--- BEGIN Data to use ---
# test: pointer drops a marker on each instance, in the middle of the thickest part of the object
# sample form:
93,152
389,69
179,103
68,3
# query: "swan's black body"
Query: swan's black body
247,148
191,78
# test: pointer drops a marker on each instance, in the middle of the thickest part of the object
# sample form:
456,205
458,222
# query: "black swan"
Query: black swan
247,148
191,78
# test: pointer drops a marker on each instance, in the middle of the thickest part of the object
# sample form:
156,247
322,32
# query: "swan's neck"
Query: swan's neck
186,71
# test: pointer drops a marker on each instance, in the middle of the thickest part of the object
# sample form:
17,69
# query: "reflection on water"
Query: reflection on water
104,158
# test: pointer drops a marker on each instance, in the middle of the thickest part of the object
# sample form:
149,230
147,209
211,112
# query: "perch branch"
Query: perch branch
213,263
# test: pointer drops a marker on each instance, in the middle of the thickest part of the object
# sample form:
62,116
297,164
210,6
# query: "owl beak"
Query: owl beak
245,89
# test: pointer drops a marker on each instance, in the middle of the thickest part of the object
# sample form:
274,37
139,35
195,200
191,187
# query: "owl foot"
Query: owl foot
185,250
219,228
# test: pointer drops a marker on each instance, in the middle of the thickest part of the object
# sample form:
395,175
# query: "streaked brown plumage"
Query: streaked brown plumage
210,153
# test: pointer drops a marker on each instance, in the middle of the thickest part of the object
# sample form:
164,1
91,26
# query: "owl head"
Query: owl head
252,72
--- END Data to use ---
--- BEGIN Data to use ---
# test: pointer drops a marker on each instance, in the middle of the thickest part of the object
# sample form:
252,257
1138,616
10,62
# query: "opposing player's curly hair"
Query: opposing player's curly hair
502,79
--- END Data to use ---
Problem to work on:
List each line from the material above that contains the word "swan", copying those lines in full.

The result:
# query: "swan's black body"
Query: swan's black body
# query: "black swan"
Query: black swan
# query: "swan's neck"
Query: swan's neck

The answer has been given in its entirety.